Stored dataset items

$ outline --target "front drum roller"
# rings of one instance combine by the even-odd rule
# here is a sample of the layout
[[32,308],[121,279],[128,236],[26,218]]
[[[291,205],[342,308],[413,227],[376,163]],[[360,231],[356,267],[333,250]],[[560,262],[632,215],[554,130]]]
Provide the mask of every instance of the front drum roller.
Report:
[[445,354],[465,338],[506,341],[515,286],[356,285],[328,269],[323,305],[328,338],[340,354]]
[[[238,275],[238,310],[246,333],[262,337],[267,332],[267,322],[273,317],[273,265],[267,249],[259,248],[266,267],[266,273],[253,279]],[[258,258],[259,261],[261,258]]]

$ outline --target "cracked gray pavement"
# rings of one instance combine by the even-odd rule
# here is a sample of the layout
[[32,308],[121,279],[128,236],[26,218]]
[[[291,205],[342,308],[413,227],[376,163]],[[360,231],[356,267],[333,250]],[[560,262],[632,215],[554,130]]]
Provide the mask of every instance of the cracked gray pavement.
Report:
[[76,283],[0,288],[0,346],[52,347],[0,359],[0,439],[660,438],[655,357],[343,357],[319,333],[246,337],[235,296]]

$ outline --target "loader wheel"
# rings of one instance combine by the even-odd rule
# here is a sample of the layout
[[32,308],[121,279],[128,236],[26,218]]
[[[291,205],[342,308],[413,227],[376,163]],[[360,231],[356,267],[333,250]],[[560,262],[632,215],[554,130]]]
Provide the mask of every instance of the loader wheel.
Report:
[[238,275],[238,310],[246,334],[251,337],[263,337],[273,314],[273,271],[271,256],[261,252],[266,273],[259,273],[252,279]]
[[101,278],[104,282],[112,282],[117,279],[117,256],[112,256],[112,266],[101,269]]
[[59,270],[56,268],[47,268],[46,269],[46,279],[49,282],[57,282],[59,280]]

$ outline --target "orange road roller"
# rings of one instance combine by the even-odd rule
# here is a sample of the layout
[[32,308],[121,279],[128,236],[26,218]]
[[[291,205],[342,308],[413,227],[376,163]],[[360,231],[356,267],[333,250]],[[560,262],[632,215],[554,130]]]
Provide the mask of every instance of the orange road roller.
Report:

Set exercise:
Copy all the lines, exactly.

The completed task:
$ outline --target "front drum roller"
# rings of one instance combine by the even-odd rule
# here is a sample of the layout
[[32,308],[121,279],[128,236],[26,218]]
[[[291,205],[342,308],[413,227],[376,163]],[[360,231],[356,267],[333,250]],[[560,262],[632,215],[554,130]]]
Provide the mask of every instance of the front drum roller.
Report:
[[445,354],[465,338],[506,341],[515,286],[356,285],[328,269],[323,305],[328,338],[340,354]]
[[[238,275],[238,310],[246,333],[262,337],[267,332],[267,322],[273,317],[273,265],[267,249],[259,248],[266,267],[266,273],[253,279]],[[258,258],[259,261],[261,258]]]

$ outline --target "cracked gray pavement"
# rings of one instance combine by the even-odd rule
# here is a sample of the layout
[[32,308],[121,279],[128,236],[26,218]]
[[[291,205],[342,308],[413,227],[376,163]],[[360,231],[356,267],[333,250]],[[560,262],[632,215],[554,130]]]
Provide the mask of every instance of the cracked gray pavement.
Report:
[[76,283],[0,288],[0,346],[52,347],[0,359],[0,439],[660,438],[655,357],[343,357],[319,333],[246,337],[235,296]]

$ outline --target "loader wheel"
# rings of one instance combine by the even-odd rule
# here is a sample of the layout
[[32,308],[121,279],[128,236],[26,218]]
[[[291,205],[342,308],[413,227],[376,163]],[[360,231],[356,267],[333,250]],[[560,262],[632,215],[554,130]]]
Provide the mask of every instance of the loader wheel.
Report:
[[238,275],[238,310],[246,334],[251,337],[263,337],[273,314],[273,271],[271,256],[261,252],[266,273],[259,273],[252,279]]
[[101,278],[104,282],[112,282],[117,279],[117,256],[112,256],[112,266],[101,269]]
[[59,270],[56,268],[47,268],[46,269],[46,279],[49,282],[57,282],[59,280]]

$ outline --target "orange road roller"
# rings of one instance combine by the even-odd rule
# here is a sample of the layout
[[32,308],[121,279],[128,236],[26,218]]
[[[291,205],[342,308],[413,227],[376,163]],[[360,231],[356,267],[333,250]],[[560,262],[632,215],[554,130]]]
Provide the mask of every instance of the orange road roller.
Report:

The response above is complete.